━━━━━ Information given

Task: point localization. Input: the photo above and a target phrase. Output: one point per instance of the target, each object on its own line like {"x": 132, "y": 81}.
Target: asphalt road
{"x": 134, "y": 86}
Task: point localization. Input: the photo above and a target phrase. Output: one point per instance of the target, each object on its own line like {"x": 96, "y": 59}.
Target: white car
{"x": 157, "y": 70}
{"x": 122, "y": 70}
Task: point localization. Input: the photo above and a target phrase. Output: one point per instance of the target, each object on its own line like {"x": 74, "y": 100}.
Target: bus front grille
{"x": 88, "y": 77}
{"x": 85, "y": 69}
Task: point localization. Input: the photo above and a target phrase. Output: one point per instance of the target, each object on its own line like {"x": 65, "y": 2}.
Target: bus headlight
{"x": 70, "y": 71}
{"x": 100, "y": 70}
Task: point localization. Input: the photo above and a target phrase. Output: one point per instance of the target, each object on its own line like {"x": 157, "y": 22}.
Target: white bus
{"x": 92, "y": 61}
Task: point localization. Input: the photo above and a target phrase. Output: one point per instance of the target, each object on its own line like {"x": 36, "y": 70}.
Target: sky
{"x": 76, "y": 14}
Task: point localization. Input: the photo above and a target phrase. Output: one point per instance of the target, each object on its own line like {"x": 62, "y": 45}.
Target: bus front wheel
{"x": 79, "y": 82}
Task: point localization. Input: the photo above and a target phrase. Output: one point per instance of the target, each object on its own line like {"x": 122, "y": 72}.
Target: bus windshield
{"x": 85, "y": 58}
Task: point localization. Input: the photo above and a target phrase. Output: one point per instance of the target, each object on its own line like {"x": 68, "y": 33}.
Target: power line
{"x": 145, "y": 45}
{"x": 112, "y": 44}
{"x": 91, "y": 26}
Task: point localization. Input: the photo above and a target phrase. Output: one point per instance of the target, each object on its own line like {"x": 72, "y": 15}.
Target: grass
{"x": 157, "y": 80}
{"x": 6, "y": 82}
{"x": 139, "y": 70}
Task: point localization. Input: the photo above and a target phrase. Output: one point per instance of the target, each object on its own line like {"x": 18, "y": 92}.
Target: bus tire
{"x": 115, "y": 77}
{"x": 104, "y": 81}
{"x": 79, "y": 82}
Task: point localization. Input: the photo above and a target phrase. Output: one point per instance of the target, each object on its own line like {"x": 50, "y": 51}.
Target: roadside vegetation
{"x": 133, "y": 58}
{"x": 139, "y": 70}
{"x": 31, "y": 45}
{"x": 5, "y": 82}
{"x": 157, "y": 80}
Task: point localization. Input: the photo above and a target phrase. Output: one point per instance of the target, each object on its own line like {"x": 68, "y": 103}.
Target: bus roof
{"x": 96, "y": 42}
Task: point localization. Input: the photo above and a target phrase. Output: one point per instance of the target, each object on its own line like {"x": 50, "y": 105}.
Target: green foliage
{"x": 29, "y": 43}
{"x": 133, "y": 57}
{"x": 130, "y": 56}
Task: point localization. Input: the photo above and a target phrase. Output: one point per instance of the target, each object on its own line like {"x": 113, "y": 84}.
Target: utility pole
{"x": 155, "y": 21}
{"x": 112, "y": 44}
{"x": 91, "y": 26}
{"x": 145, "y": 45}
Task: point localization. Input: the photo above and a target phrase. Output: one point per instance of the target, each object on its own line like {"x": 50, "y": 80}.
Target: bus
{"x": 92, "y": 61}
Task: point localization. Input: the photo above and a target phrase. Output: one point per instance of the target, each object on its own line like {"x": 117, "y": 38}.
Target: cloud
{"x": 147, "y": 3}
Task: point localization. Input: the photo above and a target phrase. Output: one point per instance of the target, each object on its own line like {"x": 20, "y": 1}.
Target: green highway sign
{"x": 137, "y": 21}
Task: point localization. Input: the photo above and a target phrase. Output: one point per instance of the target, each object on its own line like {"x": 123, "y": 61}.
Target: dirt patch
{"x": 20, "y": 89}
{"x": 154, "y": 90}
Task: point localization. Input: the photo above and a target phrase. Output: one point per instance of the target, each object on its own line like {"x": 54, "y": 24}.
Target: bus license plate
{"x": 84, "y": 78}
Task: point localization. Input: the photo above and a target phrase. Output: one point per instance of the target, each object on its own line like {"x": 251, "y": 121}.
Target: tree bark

━━━━━━━━━━

§ **Work required**: Using the listing above, reproduce each line without omission.

§ **The reply**:
Task: point localization. Input: the photo above and a target phrase. Output: one point per instance of the target, each object on its own line like {"x": 132, "y": 81}.
Target: asphalt road
{"x": 134, "y": 86}
Task: point localization. Input: the photo above and a target phrase. Output: one point per instance of the target, each object on its own line like {"x": 96, "y": 59}.
Target: white car
{"x": 157, "y": 70}
{"x": 122, "y": 70}
Task: point localization. Input: the photo above and a target phrase. Output: one point per instance of the target, each object on its own line like {"x": 74, "y": 100}.
Target: bus front grille
{"x": 88, "y": 77}
{"x": 85, "y": 69}
Task: point localization. Input: the photo above and a target phrase. Output: one point per instance of the target, each object on its own line like {"x": 65, "y": 2}.
Target: bus headlight
{"x": 70, "y": 71}
{"x": 100, "y": 70}
Task: point localization. Input: the photo above and a target phrase. Output: one point per instance of the target, each object on its own line like {"x": 157, "y": 22}.
Target: white bus
{"x": 92, "y": 61}
Task: point localization. Input: the photo above and a target phrase. Output: one point per instance of the target, each object on its own line like {"x": 36, "y": 70}.
Target: sky
{"x": 76, "y": 14}
Task: point localization. Input: the photo above and a target phrase. Output: one point per instance of the target, each object on its own line like {"x": 62, "y": 45}.
Target: bus front wheel
{"x": 79, "y": 82}
Task: point localization. Input: the photo above and a target phrase. Output: one point per instance of the target, each object on its own line like {"x": 122, "y": 72}.
Target: bus windshield
{"x": 85, "y": 58}
Task: point localization. Input: the photo above and a target phrase. Output: one point per instance of the target, each object on its own line like {"x": 68, "y": 33}.
Target: power line
{"x": 145, "y": 45}
{"x": 112, "y": 44}
{"x": 91, "y": 26}
Task: point localization. Input: the photo above and a target phrase. Output: one point per instance of the target, each object on its own line like {"x": 72, "y": 15}.
Target: grass
{"x": 157, "y": 80}
{"x": 6, "y": 82}
{"x": 139, "y": 70}
Task: point localization. Input: the photo above and a target phrase. Output: one point per instance of the target, each object on its own line like {"x": 18, "y": 92}.
Target: bus tire
{"x": 115, "y": 77}
{"x": 104, "y": 81}
{"x": 79, "y": 82}
Task: point localization. Input: the photo above and a target phrase. Output: one point per instance of the target, each object on its own line like {"x": 50, "y": 51}.
Target: roadside vegetation
{"x": 133, "y": 58}
{"x": 139, "y": 70}
{"x": 31, "y": 45}
{"x": 5, "y": 82}
{"x": 157, "y": 80}
Task: point localization. Input: the photo above and a target phrase. Output: one point per instance of the target, each object on its own line like {"x": 68, "y": 103}.
Target: bus roof
{"x": 96, "y": 42}
Task: point localization. Input: the photo above and a target phrase. Output: one point per instance of the target, each object on its own line like {"x": 50, "y": 105}.
Target: green foliage
{"x": 29, "y": 43}
{"x": 133, "y": 57}
{"x": 130, "y": 56}
Task: point localization. Input: the photo above and a target phrase. Output: one point per instance of the target, each object on its own line like {"x": 113, "y": 84}.
Target: utility pole
{"x": 155, "y": 21}
{"x": 112, "y": 44}
{"x": 91, "y": 26}
{"x": 145, "y": 45}
Task: point localization. Input: the photo above and a target phrase. Output: one point per instance of the target, each object on its own line like {"x": 50, "y": 80}.
Target: bus
{"x": 92, "y": 61}
Task: point localization. Input: the photo above and a target phrase. Output: one point per instance of the target, each object on its own line like {"x": 117, "y": 38}.
Target: cloud
{"x": 147, "y": 3}
Task: point localization. Input: the photo above and a target phrase. Output: one point per instance of the target, each object on its own line like {"x": 20, "y": 1}.
Target: green highway sign
{"x": 137, "y": 21}
Task: point localization. Input: the photo above and a target phrase. Output: one point per instance of the target, each object on its own line like {"x": 123, "y": 61}.
Target: dirt patch
{"x": 20, "y": 89}
{"x": 154, "y": 90}
Task: point localization. Input: the photo above and a target phrase. Output: one point per instance of the target, each object on its own line like {"x": 54, "y": 24}.
Target: bus license plate
{"x": 84, "y": 78}
Task: point localization. Input: the photo above and a target phrase. Output: one point per instance of the target, each object on its own line like {"x": 251, "y": 121}.
Target: tree bark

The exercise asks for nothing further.